◆ Excerpt:
------------

X-Post with highlights by me
SSridhar wrote:
disha wrote:{quote="Anujan"}There are two possible outcomes now:

1. China gets into a strong alliance with the Saudis and they both squeeze Pakistan's testimonials
2. Saudis squeeze Pakistan's testimonials by themselves.

It is a survival issue for the Saudis.{/quote}

Bakistan could be angling for the third option., get into a taller and deeper alliance with China and squeeze Saudi's testimonials. China will play both sides of the game and will not part with its nuke option easily.

Bakis will try to get their plutonium designs going., their uranium based nukes are useless.
Interesting discussion.

Clearly, Pakistanis see an opportunity with the Saudis. The Saudis are now on the backfoot. Oil prices have fallen steeply. Their support for terrorism against Bashar has not only not gone well but even backfired. There is a chill in their US relationship, with the US and Iran moving towards sorting out the nuclear issue. There is a temporary setback in relationship with the Pakistanis whose forces protect the Yamama and whose promise of transfer of nuclear weapons that the Saudis rely upon. Saudi Arabia would also not have any say in the emerging scenario in Afghanistan, like how it used to play the jihadi role before 1989 and the political role after that. Even the Taliban have opened their office only in Qatar, the sworn enemies of the Saudis. There is an inimical Shia Houthis seizing power in Yemen, a country with which it has a boundary dispute. No one knows for sure if the succession after Salman would be a smooth affair as it is expected that Salman himself would not be around for long. KSA is in a bad shape.

------------

◆ Given entries:
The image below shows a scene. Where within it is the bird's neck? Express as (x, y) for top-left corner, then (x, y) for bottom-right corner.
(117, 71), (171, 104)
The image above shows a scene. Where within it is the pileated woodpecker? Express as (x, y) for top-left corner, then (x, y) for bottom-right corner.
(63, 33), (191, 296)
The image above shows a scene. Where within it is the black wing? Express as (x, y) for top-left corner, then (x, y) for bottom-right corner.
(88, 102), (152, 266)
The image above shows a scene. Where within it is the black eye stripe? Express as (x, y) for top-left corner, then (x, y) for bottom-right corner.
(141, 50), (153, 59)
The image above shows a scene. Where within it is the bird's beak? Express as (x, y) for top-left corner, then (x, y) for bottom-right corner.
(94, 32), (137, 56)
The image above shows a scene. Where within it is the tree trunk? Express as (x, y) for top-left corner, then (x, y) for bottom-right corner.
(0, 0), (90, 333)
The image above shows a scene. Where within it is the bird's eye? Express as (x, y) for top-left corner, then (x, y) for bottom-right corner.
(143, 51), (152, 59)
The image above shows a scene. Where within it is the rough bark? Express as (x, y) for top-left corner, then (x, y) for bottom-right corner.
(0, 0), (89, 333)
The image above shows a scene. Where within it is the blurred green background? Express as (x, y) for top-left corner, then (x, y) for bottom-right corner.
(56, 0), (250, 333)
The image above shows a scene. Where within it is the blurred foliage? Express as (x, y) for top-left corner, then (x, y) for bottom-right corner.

------------

◆ Required action 1:
Reproduce the stretch of the forum post from "It is a survival" through "nukes are useless." word for word.
◆ Required action 2:
For each statement, answer yes or no on whether it agrees with the forum post, and quote the words that settle it. (a) Oil prices have fallen steeply. (b) The Taliban opened their office in Saudi Arabia. (c) The US and Iran are moving toward sorting out the nuclear issue.
The records are unrelated to the forum post and stand as their own material.

◆ Answer space 1:
It is a survival issue for the Saudis.{/quote}

Bakistan could be angling for the third option., get into a taller and deeper alliance with China and squeeze Saudi's testimonials. China will play both sides of the game and will not part with its nuke option easily.

Bakis will try to get their plutonium designs going., their uranium based nukes are useless.

◆ Answer space 2:
(a) Yes: "Oil prices have fallen steeply."
(b) No: "Even the Taliban have opened their office only in Qatar, the sworn enemies of the Saudis."
(c) Yes: "with the US and Iran moving towards sorting out the nuclear issue"